[所给原文]:
In [1]:
import torch
import torch.nn as nn
import numpy as np
from torch.utils.data import Dataset, DataLoader
from collections import Counter
import random

# 1. 数据准备
def load_poems(file_path):
    with open(file_path, 'r', encoding='utf-8') as f:
        poems = [line.strip() for line in f.readlines() if len(line.strip()) > 0]
    return poems

# 2. 数据预处理
def build_vocab(poems):
    all_chars = [char for poem in poems for char in poem]
    counter = Counter(all_chars)
    char_freq = sorted(counter.items(), key=lambda x: -x[1])
    chars = [char for char, freq in char_freq]
    char_to_idx = {char: idx for idx, char in enumerate(chars)}
    idx_to_char = {idx: char for idx, char in enumerate(chars)}
    return char_to_idx, idx_to_char, len(chars)

def poem_to_indices(poem, char_to_idx):
    return [char_to_idx[char] for char in poem]

def create_dataset(poems, char_to_idx, seq_length=50):
    inputs = []
    targets = []
    for poem in poems:
        indices = poem_to_indices(poem, char_to_idx)
        for i in range(0, len(indices) - seq_length):
            inputs.append(indices[i:i+seq_length])
            targets.append(indices[i+1:i+seq_length+1])
    return np.array(inputs), np.array(targets)

class PoemDataset(Dataset):
    def __init__(self, X, y):
        self.X = X
        self.y = y
        
    def __len__(self):
        return len(self.X)
    
    def __getitem__(self, idx):
        return self.X[idx], self.y[idx]

# 3. 模型构建
class PoetryModel(nn.Module):
    def __init__(self, vocab_size, embedding_dim, hidden_dim, num_layers):
        super(PoetryModel, self).__init__()
        self.hidden_dim = hidden_dim
        self.num_layers = num_layers
        
        self.embedding = nn.Embedding(vocab_size, embedding_dim)
        self.lstm = nn.LSTM(embedding_dim, hidden_dim, num_layers, batch_first=True)
        self.fc = nn.Linear(hidden_dim, vocab_size)
        
    def forward(self, x, hidden):
        x = self.embedding(x)
        out, hidden = self.lstm(x, hidden)
        out = self.fc(out)
        return out, hidden
    
    def init_hidden(self, batch_size):
        weight = next(self.parameters()).data
        hidden = (weight.new(self.num_layers, batch_size, self.hidden_dim).zero_(),
                  weight.new(self.num_layers, batch_size, self.hidden_dim).zero_())

[原始记录]:

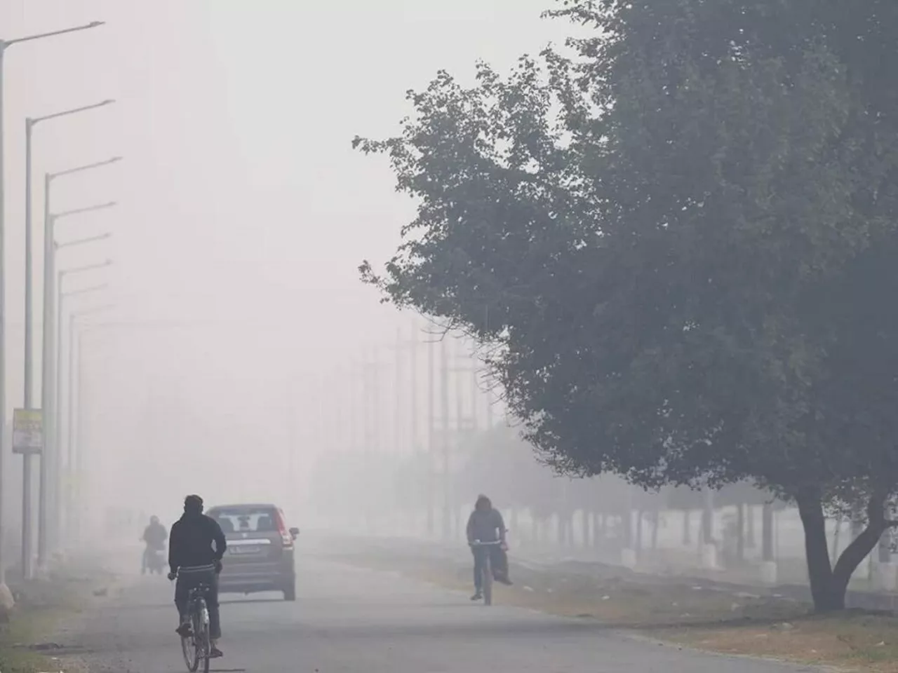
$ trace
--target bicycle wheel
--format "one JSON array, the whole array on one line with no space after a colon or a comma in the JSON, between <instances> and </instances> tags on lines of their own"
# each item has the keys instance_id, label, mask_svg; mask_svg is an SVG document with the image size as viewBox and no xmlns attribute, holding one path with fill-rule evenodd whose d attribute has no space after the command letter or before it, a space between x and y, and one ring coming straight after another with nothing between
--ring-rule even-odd
<instances>
[{"instance_id":1,"label":"bicycle wheel","mask_svg":"<svg viewBox=\"0 0 898 673\"><path fill-rule=\"evenodd\" d=\"M483 605L493 604L493 562L487 555L483 562Z\"/></svg>"},{"instance_id":2,"label":"bicycle wheel","mask_svg":"<svg viewBox=\"0 0 898 673\"><path fill-rule=\"evenodd\" d=\"M187 638L181 636L180 650L184 653L184 663L187 669L194 673L199 668L199 657L197 656L197 646L194 644L194 636Z\"/></svg>"},{"instance_id":3,"label":"bicycle wheel","mask_svg":"<svg viewBox=\"0 0 898 673\"><path fill-rule=\"evenodd\" d=\"M206 607L206 601L200 601L198 623L199 629L197 631L197 658L203 662L203 673L209 673L209 656L212 653L212 641L209 638L209 610Z\"/></svg>"}]
</instances>

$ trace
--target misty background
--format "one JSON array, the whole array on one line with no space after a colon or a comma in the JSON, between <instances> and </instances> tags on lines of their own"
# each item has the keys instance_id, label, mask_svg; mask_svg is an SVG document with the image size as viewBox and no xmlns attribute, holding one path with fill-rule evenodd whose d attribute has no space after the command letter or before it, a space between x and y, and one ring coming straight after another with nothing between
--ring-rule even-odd
<instances>
[{"instance_id":1,"label":"misty background","mask_svg":"<svg viewBox=\"0 0 898 673\"><path fill-rule=\"evenodd\" d=\"M541 21L542 9L536 0L0 4L7 38L108 22L15 45L5 59L9 418L22 401L24 118L117 101L34 132L36 251L43 173L125 157L58 180L51 205L119 202L57 228L60 241L113 232L58 256L60 268L114 262L66 288L107 282L108 292L66 307L115 303L85 319L95 327L82 338L79 436L98 523L109 504L170 522L190 492L277 501L302 521L316 457L346 441L334 424L360 394L358 364L390 362L397 328L412 333L411 318L380 305L357 267L388 257L414 205L392 194L384 162L349 141L394 132L409 111L404 92L439 68L471 75L476 58L504 68L559 38L565 27ZM35 340L40 353L40 325ZM423 428L423 404L417 413ZM410 450L408 441L373 441ZM4 457L8 535L21 519L21 463Z\"/></svg>"}]
</instances>

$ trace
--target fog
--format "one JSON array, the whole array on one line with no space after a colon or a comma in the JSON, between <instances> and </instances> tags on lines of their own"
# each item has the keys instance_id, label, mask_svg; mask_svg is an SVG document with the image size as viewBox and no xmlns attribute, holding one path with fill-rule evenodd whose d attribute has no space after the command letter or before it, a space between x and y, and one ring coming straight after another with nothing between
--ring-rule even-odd
<instances>
[{"instance_id":1,"label":"fog","mask_svg":"<svg viewBox=\"0 0 898 673\"><path fill-rule=\"evenodd\" d=\"M304 525L322 457L411 455L436 441L426 400L435 337L382 305L357 270L365 258L389 257L414 204L393 193L388 165L353 152L350 140L398 129L405 91L439 68L470 76L478 58L506 67L560 39L565 27L540 19L544 4L0 4L4 39L107 22L13 45L4 66L8 422L23 389L24 119L116 101L39 124L33 140L36 399L43 175L124 157L56 180L51 196L54 213L118 202L56 228L60 242L112 233L57 253L58 268L113 262L71 275L63 288L108 284L66 300L64 391L67 316L112 304L79 319L75 339L71 434L85 523L101 529L110 508L171 521L196 492L210 503L276 502ZM398 330L419 342L417 382L408 354L397 381ZM453 357L472 366L463 353ZM366 363L379 374L365 392ZM463 404L480 409L481 427L498 423L500 406L466 376ZM22 458L7 451L4 469L4 539L13 546ZM316 478L319 491L328 485ZM357 491L340 496L371 505Z\"/></svg>"}]
</instances>

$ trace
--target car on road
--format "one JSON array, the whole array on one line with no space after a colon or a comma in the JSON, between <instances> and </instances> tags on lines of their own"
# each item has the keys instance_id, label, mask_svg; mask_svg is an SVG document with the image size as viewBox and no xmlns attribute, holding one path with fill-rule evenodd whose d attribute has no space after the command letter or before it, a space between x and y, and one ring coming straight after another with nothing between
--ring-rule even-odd
<instances>
[{"instance_id":1,"label":"car on road","mask_svg":"<svg viewBox=\"0 0 898 673\"><path fill-rule=\"evenodd\" d=\"M294 555L299 529L287 528L279 507L216 505L206 513L218 522L227 538L219 592L281 591L285 600L296 599Z\"/></svg>"}]
</instances>

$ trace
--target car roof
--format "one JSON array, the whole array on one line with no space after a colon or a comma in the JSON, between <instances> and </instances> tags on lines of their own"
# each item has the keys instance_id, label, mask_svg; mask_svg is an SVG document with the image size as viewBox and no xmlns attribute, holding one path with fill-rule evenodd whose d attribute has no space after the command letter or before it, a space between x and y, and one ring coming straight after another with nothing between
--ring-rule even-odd
<instances>
[{"instance_id":1,"label":"car roof","mask_svg":"<svg viewBox=\"0 0 898 673\"><path fill-rule=\"evenodd\" d=\"M234 504L224 504L224 505L215 505L210 507L207 511L212 511L213 510L279 510L277 505L271 504L270 503L238 503Z\"/></svg>"}]
</instances>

[练习任务]:
1. 把诗歌生成代码里以“def build_vocab(poems):”开头的那一段改写成分条列表，保留其主要步骤。
2. 给出诗歌生成代码在最后一行之后的续写。

[任务结果]:
1.
- 把所有诗中的字符逐个取出，合成一个列表。
- 用 Counter 统计每个字符出现的次数。
- 按出现次数从高到低排序，得到字符列表。
- 建立字符到索引的映射 char_to_idx，以及索引到字符的映射 idx_to_char。
- 返回这两个映射和字符总数，即词表大小。

2.
        return hidden

# 4. 训练函数
def train_model(model, dataloader, epochs, learning_rate):
    criterion = nn.CrossEntropyLoss()
    optimizer = torch.optim.Adam(model.parameters(), lr=learning_rate)
    
    for epoch in range(epochs):
        model.train()
        hidden = model.init_hidden(batch_size)
        
        for batch, (inputs, targets) in enumerate(dataloader):
            hidden = tuple([h.data for h in hidden])
            outputs, hidden = model(inputs, hidden)
            loss = criterion(outputs.view(-1, vocab_size), targets.view(-1))
            
            optimizer.zero_grad()
            loss.backward()
            optimizer.step()
            print(f'Epoch [{epoch+1}/{epochs}], Batch [{batch}/{len(dataloader)}], Loss: {loss.item():.4f}')
            if batch % 10 == 0:
                # 保存模型
                torch.save(model.state_dict(), 'model/poetry_model_epoch_{}_batch_{}.pth'.format(epoch+1, batch))
        torch.cuda.empty_cache()

# 5. 生成函数
def generate_poem(model, idx_to_char, char_to_idx, start_string, 
                 poem_type='五言', temperature=0.8, max_lines=4):
    """
    生成格式整齐的古诗
    poem_type: 五言或七言
    """
    model.eval()
    
    # 设置诗句长度
    line_length = 5 if poem_type == '五言' else 7
    separators = ['，', '。']
    
    # 初始化输入
    input_seq = [char_to_idx[char] for char in start_string]
    input_seq = torch.LongTensor(input_seq).unsqueeze(0)
    hidden = model.init_hidden(1)
    
    generated_poem = start_string
    current_line_len = len(start_string)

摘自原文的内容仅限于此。